:: EXTRAIT DU DOCUMENT

Chère enflure qui a piqué mon vélo,

Ce matin, je me suis levée d'excellente humeur. J'ai pris mon petit déjeuner d'excellente humeur. J'ai pris ma douche en écoutant les infos d'excellente humeur (ce qui, vu la teneur des infos ce matin, relève de l'exploit). Je me suis habillée d'excellente humeur. J'ai ouvert la porte d'excellente humeur. J'ai baissé les yeux d'excellente humeur. Et là ou aurait dû se trouver mon vélo, je n'ai vu qu'un antivol cisaillé.

j'ai plus de vélo, mais au moins j'ai du vernis à ongles


Tu m'as piqué mon vélo. Tu n'es qu'un enfoiré de batard de merde.

Dans un premier temps, laisse moi te dire que tu n'as pas fait une affaire. La selle tient avec du chatterton. Les poignées son usées jusqu'à la corde. Le panier se casse la figure. Le garde boue avant est cassé. Le plastique qui protège le pédalier est en miettes. Les freins fonctionnent mal. Le dérailleur arrière a un problème. La sonnette est à deux doigts de tomber. Bref, c'est une belle merde que tu as volé, et crois moi, tu n'en tireras pas un centime.

::::
:: DONNÉES FOURNIES

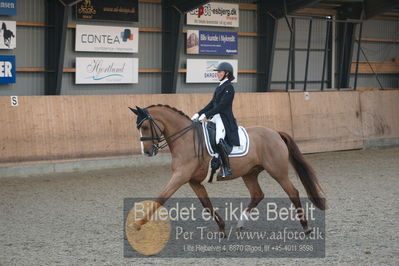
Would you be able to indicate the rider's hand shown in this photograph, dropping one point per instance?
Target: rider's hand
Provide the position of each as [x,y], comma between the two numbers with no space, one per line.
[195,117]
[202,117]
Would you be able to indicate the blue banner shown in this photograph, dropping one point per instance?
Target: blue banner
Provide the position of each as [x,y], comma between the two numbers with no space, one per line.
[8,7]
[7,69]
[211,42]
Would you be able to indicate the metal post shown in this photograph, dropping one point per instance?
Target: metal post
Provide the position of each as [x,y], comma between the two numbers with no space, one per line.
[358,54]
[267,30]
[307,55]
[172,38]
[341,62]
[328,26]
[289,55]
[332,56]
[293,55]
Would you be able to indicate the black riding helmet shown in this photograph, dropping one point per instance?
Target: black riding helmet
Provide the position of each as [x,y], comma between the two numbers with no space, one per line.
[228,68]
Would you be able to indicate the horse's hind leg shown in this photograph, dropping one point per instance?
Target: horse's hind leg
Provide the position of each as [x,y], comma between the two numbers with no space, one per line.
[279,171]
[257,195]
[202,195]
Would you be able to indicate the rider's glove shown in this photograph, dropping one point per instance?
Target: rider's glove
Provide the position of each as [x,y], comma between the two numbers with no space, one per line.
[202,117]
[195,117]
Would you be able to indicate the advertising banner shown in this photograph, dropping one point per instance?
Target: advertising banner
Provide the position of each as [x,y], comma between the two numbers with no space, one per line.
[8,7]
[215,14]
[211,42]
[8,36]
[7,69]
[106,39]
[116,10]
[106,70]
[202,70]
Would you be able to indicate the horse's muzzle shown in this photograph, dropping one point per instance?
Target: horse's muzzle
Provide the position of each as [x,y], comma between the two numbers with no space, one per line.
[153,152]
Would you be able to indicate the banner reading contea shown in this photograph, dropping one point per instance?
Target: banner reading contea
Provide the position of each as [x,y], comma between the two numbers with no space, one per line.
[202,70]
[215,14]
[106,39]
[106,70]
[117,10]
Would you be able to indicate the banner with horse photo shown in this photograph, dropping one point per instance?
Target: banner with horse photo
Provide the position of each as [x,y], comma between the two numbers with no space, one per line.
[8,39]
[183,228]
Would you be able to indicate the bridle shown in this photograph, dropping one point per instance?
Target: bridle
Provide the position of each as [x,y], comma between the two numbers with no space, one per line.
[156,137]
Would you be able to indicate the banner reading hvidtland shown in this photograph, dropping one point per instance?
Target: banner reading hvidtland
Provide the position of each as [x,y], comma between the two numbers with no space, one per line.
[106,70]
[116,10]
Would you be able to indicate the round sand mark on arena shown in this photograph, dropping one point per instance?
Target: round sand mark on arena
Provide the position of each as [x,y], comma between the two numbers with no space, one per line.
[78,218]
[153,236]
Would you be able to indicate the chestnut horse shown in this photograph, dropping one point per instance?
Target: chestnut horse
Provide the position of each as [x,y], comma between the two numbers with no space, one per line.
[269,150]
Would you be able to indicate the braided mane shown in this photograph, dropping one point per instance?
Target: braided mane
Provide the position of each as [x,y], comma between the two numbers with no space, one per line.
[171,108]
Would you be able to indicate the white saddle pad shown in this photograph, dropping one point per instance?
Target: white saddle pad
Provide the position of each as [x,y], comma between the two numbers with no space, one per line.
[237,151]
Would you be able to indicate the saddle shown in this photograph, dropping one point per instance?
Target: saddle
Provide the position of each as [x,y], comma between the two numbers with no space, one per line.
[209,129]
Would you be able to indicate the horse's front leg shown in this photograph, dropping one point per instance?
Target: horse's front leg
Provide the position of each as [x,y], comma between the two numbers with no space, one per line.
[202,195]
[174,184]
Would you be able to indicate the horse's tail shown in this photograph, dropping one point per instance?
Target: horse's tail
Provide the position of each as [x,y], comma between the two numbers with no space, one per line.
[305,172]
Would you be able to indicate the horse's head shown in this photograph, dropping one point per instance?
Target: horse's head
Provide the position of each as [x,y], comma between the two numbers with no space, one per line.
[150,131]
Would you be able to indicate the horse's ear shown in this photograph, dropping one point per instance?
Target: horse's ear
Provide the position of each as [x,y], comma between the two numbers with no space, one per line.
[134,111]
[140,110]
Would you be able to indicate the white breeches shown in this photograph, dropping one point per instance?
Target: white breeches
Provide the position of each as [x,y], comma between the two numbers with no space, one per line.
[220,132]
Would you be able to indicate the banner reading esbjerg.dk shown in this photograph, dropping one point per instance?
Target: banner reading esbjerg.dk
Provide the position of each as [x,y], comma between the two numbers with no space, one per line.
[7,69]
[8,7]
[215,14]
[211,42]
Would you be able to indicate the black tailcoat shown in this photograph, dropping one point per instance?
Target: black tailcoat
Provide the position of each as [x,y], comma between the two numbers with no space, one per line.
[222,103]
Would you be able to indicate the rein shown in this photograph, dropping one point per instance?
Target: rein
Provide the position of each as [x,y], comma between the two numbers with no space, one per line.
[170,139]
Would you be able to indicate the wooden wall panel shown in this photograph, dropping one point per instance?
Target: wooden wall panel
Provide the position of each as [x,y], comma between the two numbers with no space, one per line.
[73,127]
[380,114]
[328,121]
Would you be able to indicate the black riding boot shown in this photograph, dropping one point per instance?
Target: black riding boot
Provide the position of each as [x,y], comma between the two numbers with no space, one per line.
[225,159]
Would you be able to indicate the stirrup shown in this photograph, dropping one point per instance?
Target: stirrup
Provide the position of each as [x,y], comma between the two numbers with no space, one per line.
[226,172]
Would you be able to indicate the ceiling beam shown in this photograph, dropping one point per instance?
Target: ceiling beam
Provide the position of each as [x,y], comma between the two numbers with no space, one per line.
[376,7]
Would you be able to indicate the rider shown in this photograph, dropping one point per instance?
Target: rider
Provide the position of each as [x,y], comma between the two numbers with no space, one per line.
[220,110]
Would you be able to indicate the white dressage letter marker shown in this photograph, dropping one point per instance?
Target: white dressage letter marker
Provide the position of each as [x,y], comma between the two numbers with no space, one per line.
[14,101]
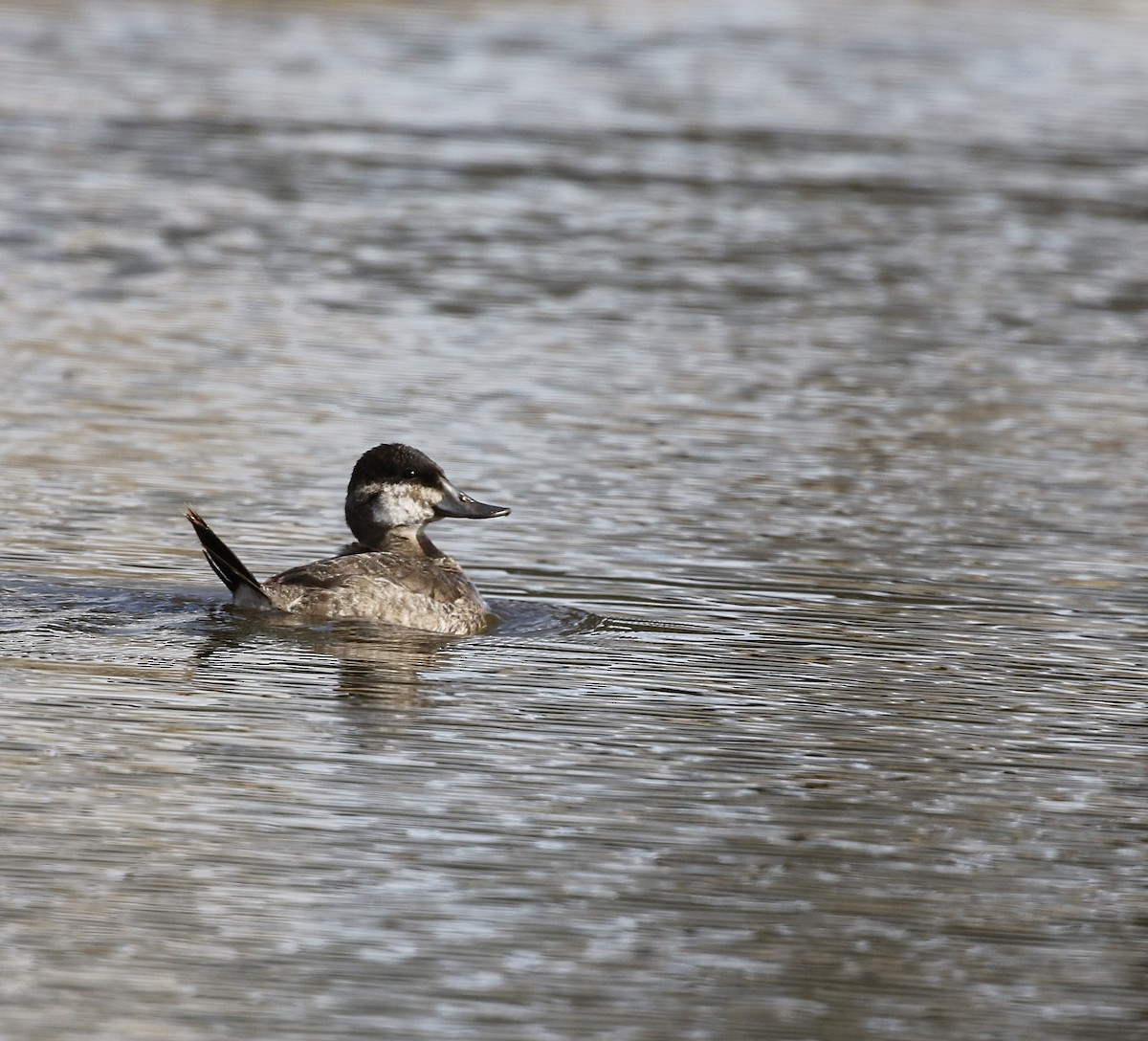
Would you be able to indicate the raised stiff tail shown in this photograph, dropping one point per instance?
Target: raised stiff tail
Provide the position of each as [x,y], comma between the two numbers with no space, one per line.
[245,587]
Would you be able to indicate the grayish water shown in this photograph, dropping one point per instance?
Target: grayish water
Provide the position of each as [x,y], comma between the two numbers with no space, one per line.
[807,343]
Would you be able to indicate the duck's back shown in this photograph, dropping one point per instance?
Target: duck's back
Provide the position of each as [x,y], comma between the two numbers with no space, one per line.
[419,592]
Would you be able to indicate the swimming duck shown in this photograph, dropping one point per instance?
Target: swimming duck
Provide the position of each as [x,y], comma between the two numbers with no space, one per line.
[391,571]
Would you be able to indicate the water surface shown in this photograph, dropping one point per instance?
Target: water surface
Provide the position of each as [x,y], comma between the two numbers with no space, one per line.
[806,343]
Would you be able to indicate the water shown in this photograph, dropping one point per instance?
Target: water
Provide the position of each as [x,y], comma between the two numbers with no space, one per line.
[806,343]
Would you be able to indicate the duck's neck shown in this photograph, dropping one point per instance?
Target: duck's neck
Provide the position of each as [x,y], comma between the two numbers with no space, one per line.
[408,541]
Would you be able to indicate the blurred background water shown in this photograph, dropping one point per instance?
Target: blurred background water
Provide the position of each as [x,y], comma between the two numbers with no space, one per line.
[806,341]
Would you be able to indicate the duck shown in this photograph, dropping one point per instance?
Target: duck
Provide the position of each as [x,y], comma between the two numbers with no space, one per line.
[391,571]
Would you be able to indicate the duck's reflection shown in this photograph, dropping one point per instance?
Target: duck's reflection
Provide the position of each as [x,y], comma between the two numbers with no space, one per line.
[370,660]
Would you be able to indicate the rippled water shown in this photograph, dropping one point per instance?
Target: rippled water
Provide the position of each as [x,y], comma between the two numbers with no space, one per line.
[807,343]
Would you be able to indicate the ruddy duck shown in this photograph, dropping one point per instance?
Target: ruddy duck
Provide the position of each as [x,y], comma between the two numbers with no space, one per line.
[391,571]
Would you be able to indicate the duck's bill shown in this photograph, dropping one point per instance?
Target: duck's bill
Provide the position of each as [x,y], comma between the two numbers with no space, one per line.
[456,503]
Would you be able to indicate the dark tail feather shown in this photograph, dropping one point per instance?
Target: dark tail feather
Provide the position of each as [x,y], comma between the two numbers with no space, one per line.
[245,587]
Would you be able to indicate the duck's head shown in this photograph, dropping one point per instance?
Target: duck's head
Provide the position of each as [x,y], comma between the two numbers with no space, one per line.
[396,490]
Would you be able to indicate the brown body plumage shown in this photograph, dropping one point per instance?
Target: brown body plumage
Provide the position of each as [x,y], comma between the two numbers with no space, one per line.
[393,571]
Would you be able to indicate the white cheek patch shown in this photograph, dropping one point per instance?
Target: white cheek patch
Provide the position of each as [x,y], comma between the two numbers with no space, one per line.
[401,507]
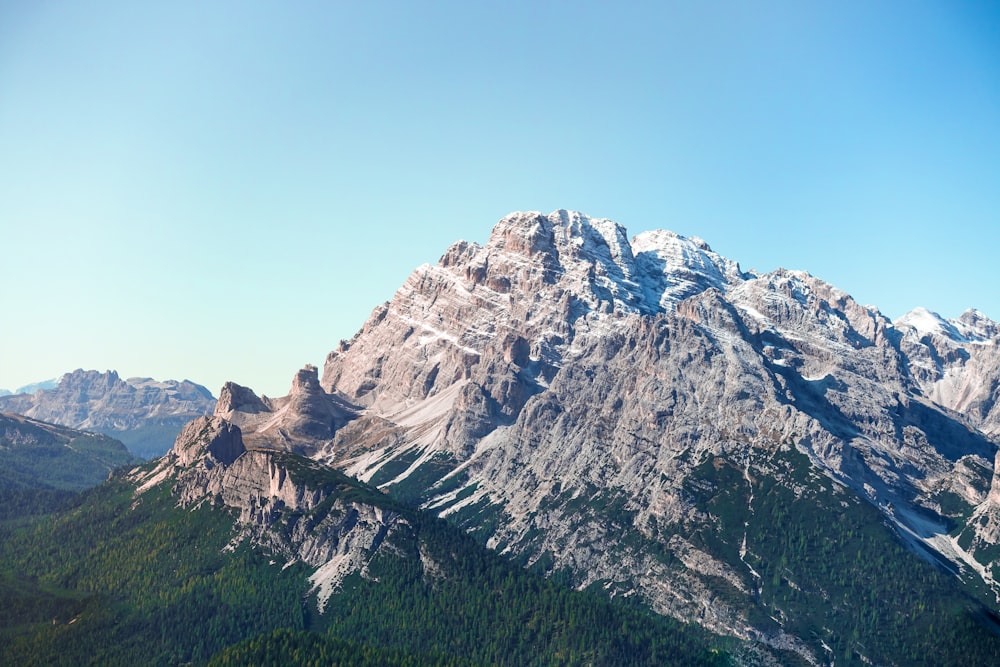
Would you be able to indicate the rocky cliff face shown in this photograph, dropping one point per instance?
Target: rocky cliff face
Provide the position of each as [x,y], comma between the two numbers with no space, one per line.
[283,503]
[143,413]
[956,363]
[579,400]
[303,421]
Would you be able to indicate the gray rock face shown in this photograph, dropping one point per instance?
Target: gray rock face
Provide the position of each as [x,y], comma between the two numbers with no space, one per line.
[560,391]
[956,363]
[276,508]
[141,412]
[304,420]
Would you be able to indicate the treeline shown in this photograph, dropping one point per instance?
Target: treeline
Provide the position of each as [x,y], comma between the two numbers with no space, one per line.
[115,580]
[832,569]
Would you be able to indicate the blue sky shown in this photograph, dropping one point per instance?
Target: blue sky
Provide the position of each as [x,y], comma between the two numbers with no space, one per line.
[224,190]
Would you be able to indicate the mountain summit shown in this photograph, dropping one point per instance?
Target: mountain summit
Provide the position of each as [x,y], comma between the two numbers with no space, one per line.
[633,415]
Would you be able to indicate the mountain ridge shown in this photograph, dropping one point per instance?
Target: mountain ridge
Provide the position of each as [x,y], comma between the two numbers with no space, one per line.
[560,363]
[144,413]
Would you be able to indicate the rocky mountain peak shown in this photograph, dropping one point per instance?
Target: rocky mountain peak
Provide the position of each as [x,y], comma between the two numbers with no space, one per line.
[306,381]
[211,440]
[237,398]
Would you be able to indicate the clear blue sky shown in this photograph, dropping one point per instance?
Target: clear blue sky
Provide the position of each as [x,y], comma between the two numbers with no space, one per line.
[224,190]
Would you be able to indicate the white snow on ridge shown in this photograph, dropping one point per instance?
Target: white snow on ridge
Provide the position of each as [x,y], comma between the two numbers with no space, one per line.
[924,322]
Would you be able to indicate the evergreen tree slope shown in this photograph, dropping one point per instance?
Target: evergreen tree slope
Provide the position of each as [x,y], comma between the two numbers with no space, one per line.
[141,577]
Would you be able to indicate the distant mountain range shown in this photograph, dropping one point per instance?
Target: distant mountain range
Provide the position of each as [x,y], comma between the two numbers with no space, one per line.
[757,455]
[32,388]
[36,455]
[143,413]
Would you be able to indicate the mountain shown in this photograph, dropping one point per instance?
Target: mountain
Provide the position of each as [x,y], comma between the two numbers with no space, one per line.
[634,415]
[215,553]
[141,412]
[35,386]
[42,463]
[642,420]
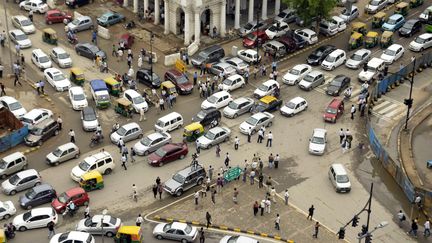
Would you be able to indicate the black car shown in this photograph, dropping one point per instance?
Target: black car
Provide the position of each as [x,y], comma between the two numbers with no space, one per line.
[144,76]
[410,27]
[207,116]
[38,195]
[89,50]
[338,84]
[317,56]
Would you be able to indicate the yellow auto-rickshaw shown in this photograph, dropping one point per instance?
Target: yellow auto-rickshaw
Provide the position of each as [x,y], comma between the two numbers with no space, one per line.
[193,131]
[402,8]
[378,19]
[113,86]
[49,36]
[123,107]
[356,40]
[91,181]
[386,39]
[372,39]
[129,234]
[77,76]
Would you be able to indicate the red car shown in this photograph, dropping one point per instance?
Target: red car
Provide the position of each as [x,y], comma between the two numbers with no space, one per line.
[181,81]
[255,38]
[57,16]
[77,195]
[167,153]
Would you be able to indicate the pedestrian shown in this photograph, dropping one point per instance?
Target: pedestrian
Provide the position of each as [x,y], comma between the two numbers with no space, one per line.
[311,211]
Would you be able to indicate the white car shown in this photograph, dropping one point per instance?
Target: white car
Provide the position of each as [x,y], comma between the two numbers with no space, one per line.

::::

- À TRAITER
Réécrivez le passage de la lettre au voleur de vélo qui commence par "Ce matin, je" et va jusqu'à "vu qu'un antivol cisaillé.", en remplaçant "ma douche" par "mon bain".

- RÉSULTAT
Ce matin, je me suis levée d'excellente humeur. J'ai pris mon petit déjeuner d'excellente humeur. J'ai pris mon bain en écoutant les infos d'excellente humeur (ce qui, vu la teneur des infos ce matin, relève de l'exploit). Je me suis habillée d'excellente humeur. J'ai ouvert la porte d'excellente humeur. J'ai baissé les yeux d'excellente humeur. Et là ou aurait dû se trouver mon vélo, je n'ai vu qu'un antivol cisaillé.